Travail à faire:
(A) Relevez, dans l'extrait sur la Cour de cassation, toutes les situations citées en exemple où la Cour casse sans renvoyer l'affaire devant un juge du fond.
(B) Recopiez le passage de l'extrait sur la Cour de cassation qui débute aux mots « Ainsi, lorsque se » et s'achève après les mots « est largement inexacte. ».

Extrait du document:
+++++

Chiovenda faisait ainsi remarquer que l’expression « violation ou fausse application de la loi » ne rend pas compte exactement du sens de cette règle, tel qu’éclaircit par la tradition (Principi 1024). En effet, il y aura aussi violation de la loi lorsqu’une norme est appliquée à un fait inexistant ou lorsqu’on refuse de l’appliquer à un fait existant.

Ainsi, lorsque se profile cas d’ouverture de la violation ou de la fausse application de la loi, le juge de cassation accomplit toujours, indirectement, un contrôle sur le jugement de fait à travers l’exigence de la motivation de la sentence. A cet égard, certains auteurs italiens ont fait remarquer que la suppression du défaut de manque de base légale dans les cas d’ouverture légaux était vaine puisqu’en réalité, ce grief sorti par la porte, revenait inévitablement par la fenêtre au moment d’appliquer les cas d’ouverture les plus classiques. Du reste, la suppression de ce cas ne s’est pas accompagnée, statistiquement, d’une déflation significative des recours.

En outre, cet édifice se fissure, même en droit positif. La Cour de cassation est déjà, en France aussi, pour partie, juge du fond. L’idée que la technique de cassation ne porterait d’attention qu’au droit est largement inexacte.

D’abord, l’article 627 du CPC, alinéa premier, permet à la Cour de cassation de casser sans renvoyer l’affaire devant un juge du fond lorsque la cassation n’implique pas qu’il soit à nouveau statué sur le fond ». Il en est ainsi par exemple après cassation dans l’intérêt de la loi, annulation pour excès de pouvoir, pour irrecevabilité de la requête, pour incompétence des tribunaux de l’ordre judiciaire ou des juridictions françaises, ou encore lorsque le litige n’a plus d’objet. Ensuite, l’article 627, alinéa 2, permet à la Cour de cassation de mettre elle-même fin au litige en prononçant une décision sur le fond « lorsque les faits, tels qu’ils ont été souverainement constatés et appréciés par les juges du fond, lui permettent d’appliquer la règle de droit appropriée ». Certains auteurs y ont vu une révolution, ou du moins une mutation fondamentale du rôle de la Cour[2], un aggiornamento nécessaire, pour reprendre l’expression de Pierre Hébraud. La Cour de cassation en fait un usage de plus en plus fréquent.

+++++

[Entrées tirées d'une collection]
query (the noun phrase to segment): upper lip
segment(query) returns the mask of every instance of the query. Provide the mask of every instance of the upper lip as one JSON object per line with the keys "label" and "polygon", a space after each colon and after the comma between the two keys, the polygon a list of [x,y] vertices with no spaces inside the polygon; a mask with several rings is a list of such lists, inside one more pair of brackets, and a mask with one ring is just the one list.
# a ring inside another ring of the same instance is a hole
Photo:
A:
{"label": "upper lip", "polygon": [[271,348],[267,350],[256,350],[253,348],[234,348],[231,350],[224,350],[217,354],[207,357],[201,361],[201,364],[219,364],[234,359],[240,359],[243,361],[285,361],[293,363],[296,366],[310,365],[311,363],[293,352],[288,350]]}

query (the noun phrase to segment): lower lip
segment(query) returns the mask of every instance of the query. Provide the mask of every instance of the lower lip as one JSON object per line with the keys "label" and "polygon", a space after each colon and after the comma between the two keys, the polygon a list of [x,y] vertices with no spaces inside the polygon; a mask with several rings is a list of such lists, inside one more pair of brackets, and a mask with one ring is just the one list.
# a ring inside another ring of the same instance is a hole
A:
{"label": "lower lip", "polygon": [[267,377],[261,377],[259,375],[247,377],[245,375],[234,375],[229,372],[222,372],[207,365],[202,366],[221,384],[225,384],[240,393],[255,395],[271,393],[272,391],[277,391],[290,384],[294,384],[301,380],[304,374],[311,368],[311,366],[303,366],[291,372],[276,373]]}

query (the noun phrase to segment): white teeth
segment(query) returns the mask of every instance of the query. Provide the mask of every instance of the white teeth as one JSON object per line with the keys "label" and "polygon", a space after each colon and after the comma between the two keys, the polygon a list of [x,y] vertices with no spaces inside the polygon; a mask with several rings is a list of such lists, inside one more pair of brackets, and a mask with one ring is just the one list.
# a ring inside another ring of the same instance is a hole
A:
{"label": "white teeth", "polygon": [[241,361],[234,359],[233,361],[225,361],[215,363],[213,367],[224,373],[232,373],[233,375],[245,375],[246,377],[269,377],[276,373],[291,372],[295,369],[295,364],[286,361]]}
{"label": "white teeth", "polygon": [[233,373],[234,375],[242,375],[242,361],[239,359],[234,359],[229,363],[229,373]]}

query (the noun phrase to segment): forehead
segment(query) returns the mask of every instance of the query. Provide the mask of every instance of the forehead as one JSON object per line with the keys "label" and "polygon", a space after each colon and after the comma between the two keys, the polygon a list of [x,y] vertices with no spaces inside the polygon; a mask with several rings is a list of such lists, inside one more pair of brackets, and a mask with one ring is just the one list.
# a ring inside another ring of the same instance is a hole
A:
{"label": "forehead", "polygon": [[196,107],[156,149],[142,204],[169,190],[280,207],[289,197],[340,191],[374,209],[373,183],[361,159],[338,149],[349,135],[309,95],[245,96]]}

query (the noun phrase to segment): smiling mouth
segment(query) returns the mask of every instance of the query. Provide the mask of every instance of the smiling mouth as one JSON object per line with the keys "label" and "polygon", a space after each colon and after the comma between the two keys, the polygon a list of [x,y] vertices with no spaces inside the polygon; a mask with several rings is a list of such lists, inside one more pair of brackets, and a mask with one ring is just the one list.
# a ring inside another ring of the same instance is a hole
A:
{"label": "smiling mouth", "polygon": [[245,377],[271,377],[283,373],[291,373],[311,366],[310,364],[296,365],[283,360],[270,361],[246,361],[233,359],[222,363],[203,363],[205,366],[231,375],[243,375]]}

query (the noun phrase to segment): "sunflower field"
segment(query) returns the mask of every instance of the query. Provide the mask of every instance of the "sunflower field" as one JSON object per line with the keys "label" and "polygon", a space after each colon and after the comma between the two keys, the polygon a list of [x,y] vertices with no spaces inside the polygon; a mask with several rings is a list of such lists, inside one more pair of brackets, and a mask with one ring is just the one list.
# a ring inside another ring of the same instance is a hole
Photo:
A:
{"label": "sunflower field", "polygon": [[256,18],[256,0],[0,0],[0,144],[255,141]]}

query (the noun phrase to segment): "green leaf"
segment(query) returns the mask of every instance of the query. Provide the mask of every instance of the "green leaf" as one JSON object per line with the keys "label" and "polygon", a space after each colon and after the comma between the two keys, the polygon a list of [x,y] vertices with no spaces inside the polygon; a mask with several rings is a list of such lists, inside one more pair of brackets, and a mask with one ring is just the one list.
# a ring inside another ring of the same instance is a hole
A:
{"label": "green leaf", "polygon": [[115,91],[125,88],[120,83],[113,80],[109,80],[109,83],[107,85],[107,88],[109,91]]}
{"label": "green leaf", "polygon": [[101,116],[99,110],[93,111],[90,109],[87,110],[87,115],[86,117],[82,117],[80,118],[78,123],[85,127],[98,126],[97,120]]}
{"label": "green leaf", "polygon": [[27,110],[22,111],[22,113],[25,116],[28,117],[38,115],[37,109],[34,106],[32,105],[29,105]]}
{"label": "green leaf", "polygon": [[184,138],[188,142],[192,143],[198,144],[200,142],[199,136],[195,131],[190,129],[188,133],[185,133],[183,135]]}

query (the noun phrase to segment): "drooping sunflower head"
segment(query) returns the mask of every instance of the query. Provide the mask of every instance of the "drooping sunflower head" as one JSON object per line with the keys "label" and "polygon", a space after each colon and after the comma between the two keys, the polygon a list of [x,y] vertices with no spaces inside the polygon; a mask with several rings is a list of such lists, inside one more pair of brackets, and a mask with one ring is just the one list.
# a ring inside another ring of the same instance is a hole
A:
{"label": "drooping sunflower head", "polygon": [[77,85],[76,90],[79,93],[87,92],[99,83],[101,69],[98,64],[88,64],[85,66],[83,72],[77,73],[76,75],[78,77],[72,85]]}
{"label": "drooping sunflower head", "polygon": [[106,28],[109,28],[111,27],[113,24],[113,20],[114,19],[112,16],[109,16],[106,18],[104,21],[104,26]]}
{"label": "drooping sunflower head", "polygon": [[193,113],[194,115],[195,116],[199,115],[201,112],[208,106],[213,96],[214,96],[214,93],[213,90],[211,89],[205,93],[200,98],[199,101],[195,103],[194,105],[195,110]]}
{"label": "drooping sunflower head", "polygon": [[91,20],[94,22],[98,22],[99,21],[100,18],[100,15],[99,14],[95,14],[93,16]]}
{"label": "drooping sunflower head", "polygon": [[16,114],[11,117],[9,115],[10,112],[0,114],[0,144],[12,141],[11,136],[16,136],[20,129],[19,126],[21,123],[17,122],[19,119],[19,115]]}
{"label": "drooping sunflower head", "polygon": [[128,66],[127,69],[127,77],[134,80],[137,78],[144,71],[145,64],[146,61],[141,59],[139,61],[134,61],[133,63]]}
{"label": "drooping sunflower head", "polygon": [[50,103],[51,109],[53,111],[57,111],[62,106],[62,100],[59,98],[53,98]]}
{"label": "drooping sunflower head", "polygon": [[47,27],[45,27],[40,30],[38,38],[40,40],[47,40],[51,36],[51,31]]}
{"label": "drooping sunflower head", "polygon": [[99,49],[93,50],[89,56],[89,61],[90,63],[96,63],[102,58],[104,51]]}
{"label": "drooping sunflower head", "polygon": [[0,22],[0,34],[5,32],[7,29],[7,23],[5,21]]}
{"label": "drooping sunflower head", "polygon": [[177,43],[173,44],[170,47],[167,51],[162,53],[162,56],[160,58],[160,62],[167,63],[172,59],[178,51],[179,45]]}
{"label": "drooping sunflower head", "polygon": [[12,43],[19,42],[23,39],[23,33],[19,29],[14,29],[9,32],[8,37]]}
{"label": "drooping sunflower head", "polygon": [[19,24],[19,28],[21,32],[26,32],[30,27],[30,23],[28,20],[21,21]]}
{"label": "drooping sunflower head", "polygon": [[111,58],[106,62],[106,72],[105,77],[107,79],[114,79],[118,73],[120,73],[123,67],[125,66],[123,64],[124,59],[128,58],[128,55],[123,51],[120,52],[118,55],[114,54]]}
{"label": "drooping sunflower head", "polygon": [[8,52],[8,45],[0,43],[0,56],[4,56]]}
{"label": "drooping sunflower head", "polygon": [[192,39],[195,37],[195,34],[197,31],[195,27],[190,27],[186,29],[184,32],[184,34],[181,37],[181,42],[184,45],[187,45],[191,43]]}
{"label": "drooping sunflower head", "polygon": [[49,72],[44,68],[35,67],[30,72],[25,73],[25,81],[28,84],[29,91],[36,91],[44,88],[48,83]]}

+++++

Réponses attendues:
(A)
- après cassation dans l'intérêt de la loi
- annulation pour excès de pouvoir
- annulation pour irrecevabilité de la requête
- annulation pour incompétence des tribunaux de l'ordre judiciaire ou des juridictions françaises
- lorsque le litige n'a plus d'objet

(B)
Ainsi, lorsque se profile cas d’ouverture de la violation ou de la fausse application de la loi, le juge de cassation accomplit toujours, indirectement, un contrôle sur le jugement de fait à travers l’exigence de la motivation de la sentence. A cet égard, certains auteurs italiens ont fait remarquer que la suppression du défaut de manque de base légale dans les cas d’ouverture légaux était vaine puisqu’en réalité, ce grief sorti par la porte, revenait inévitablement par la fenêtre au moment d’appliquer les cas d’ouverture les plus classiques. Du reste, la suppression de ce cas ne s’est pas accompagnée, statistiquement, d’une déflation significative des recours.

En outre, cet édifice se fissure, même en droit positif. La Cour de cassation est déjà, en France aussi, pour partie, juge du fond. L’idée que la technique de cassation ne porterait d’attention qu’au droit est largement inexacte.